Task details: Reproduce each line below with no alterations.

+--

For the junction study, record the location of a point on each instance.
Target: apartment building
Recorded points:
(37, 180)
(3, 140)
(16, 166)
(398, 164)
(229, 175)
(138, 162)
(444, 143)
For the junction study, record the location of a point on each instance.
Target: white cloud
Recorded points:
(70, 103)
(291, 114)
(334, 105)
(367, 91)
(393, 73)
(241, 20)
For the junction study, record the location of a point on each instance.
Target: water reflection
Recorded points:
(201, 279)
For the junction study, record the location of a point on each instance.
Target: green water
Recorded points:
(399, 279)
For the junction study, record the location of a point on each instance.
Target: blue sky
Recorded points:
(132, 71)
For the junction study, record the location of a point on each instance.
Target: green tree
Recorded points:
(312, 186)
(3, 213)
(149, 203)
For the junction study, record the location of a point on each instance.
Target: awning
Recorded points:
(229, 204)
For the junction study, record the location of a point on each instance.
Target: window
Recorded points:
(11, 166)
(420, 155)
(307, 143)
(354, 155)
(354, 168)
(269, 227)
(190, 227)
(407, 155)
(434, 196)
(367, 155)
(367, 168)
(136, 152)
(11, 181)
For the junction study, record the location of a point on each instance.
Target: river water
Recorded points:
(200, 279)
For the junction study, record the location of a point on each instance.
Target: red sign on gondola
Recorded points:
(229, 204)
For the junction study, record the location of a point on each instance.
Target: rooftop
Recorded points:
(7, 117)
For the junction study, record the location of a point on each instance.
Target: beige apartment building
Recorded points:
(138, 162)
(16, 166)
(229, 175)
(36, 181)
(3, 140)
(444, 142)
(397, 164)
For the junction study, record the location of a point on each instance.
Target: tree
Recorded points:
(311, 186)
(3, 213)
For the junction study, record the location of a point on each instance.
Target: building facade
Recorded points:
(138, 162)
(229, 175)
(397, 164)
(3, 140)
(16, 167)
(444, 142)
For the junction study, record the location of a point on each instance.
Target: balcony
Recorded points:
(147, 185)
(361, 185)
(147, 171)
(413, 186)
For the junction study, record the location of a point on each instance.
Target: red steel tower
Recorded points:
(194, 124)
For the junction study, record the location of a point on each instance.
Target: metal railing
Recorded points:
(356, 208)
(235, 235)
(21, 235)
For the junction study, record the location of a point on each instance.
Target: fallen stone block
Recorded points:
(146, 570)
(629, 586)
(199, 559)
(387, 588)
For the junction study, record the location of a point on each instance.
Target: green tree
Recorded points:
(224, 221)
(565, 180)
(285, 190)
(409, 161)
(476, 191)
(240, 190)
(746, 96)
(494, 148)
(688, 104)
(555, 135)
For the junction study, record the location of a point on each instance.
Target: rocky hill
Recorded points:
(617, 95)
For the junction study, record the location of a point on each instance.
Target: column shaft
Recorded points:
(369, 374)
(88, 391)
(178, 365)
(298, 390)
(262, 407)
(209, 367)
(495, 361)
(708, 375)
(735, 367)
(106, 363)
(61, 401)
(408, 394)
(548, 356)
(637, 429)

+--

Solution to this exercise:
For the junction study, record the location of a point on each instance.
Target: apartment building
Recorded points:
(37, 180)
(3, 140)
(16, 166)
(398, 164)
(229, 175)
(138, 162)
(444, 143)
For the junction study, record the location of a point on each instance.
Target: white cloud
Recorded points:
(70, 103)
(291, 114)
(334, 105)
(367, 91)
(393, 73)
(241, 20)
For the junction study, record the location of a point on each instance.
Target: water reflection
Recorded points:
(201, 279)
For the junction study, record the location of a point on each instance.
Target: green water
Recorded points:
(399, 279)
For the junction study, record the location of a point on each instance.
Target: blue sky
Recorded points:
(132, 71)
For the junction study, record the location of a point on each instance.
Target: green tree
Recorded points:
(312, 186)
(3, 213)
(149, 203)
For the junction study, record the location of a point on each instance.
Target: awning
Recorded points:
(229, 204)
For the junction study, record the location of a point on each instance.
Target: window
Recorded points:
(11, 166)
(420, 155)
(307, 143)
(354, 155)
(354, 168)
(269, 227)
(190, 227)
(407, 155)
(434, 196)
(367, 155)
(367, 168)
(136, 152)
(11, 181)
For the junction study, record the location of a point on each instance.
Target: river water
Recorded points:
(200, 279)
For the junction study, record the location of a point on each instance.
Target: red sign on gondola
Recorded points:
(229, 204)
For the junction study, record the location of a point on each instance.
Target: rooftop
Recorded points:
(7, 117)
For the junction study, record the location of a point on each instance.
Target: beige apartment building
Recorded points:
(138, 162)
(16, 166)
(229, 175)
(36, 181)
(3, 140)
(444, 142)
(397, 164)
For the junction study, record the location of a point on each instance.
Target: tree
Recorded points:
(311, 186)
(3, 213)
For the junction study, record the location of a point on each instance.
Target: building facade
Recorded points:
(138, 162)
(229, 175)
(397, 164)
(3, 140)
(16, 167)
(444, 142)
For the junction study, record the location of a point on each instance.
Target: balcony
Recorded points:
(147, 185)
(361, 185)
(147, 171)
(413, 186)
For the junction study, record the location of a point on each instance.
Target: red steel tower
Recorded points:
(194, 124)
For the junction study, record the location of a point on each instance.
Target: metal railing
Recorded points:
(356, 208)
(235, 235)
(21, 235)
For the junction study, record the location of a point on each instance.
Target: fallen stone block
Recorded points:
(146, 570)
(629, 586)
(199, 559)
(387, 588)
For the junction study, record the location of a point on each instance.
Target: green tree
Recorded points:
(224, 221)
(565, 180)
(285, 190)
(409, 161)
(476, 191)
(240, 190)
(746, 96)
(494, 148)
(688, 104)
(555, 135)
For the junction study, record the location of a point on each instance.
Target: rocky hill
Recorded points:
(617, 95)
For the junction study, record the location of a point on each instance.
Target: column shaft
Recorded points:
(369, 374)
(88, 391)
(178, 365)
(298, 390)
(262, 407)
(209, 367)
(495, 361)
(708, 375)
(735, 367)
(106, 363)
(61, 401)
(408, 394)
(548, 356)
(637, 429)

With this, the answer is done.